*TRECHO PARA LEITURA*.
......

Observado que o caso presente se enquadra nas hipóteses referidas, justifica-se seja proferido julgamento fora da ordem cronológica de conclusão.
Do salário-maternidade à segurada especial
A Constituição Federal, nos artigos 6º e 201, inciso II, assegura proteção "à maternidade, especialmente à gestante", mediante a inclusão do direito de "licença à gestante, sem prejuízo do emprego e do salário, com a duração de cento e vinte dias" (inc. XVIII do art. 6º, CF).
Posteriormente, a Lei nº 8.213/91 dispôs sobre a matéria, na seção destinada aos benefícios, nos seguintes termos:
Art. 71. O salário-maternidade é devido à segurada da Previdência Social, durante 120 (cento e vinte) dias, com início no período entre 28 (vinte e oito) dias antes do parto e a data de ocorrência deste, observadas as situações e condições previstas na legislação no que concerne à proteção à maternidade. (Texto alterado pela Lei nº 10.710, de 5.8.2003).

......

*TRECHO DOS DADOS*.

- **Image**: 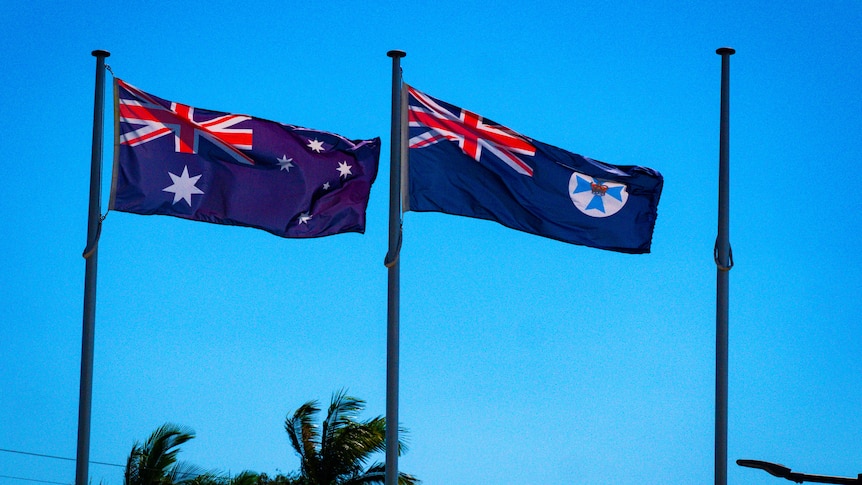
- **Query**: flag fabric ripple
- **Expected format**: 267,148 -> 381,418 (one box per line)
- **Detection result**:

......

*EXERCÍCIO PROPOSTO*.
Indique se cada afirmação abaixo concorda com o trecho sobre o salário-maternidade, respondendo sim ou não e citando entre aspas as palavras do trecho que decidem a questão.
1. Segundo a Lei nº 8.213/91, o salário-maternidade é devido durante 120 dias.
2. O salário-maternidade pode começar até 60 dias antes do parto.
3. O texto do art. 71 foi alterado pela Lei nº 10.710.

*RESPOSTA A SEGUIR*.
1. Sim: "O salário-maternidade é devido à segurada da Previdência Social, durante 120 (cento e vinte) dias".
2. Não: "com início no período entre 28 (vinte e oito) dias antes do parto e a data de ocorrência deste".
3. Sim: "(Texto alterado pela Lei nº 10.710, de 5.8.2003)".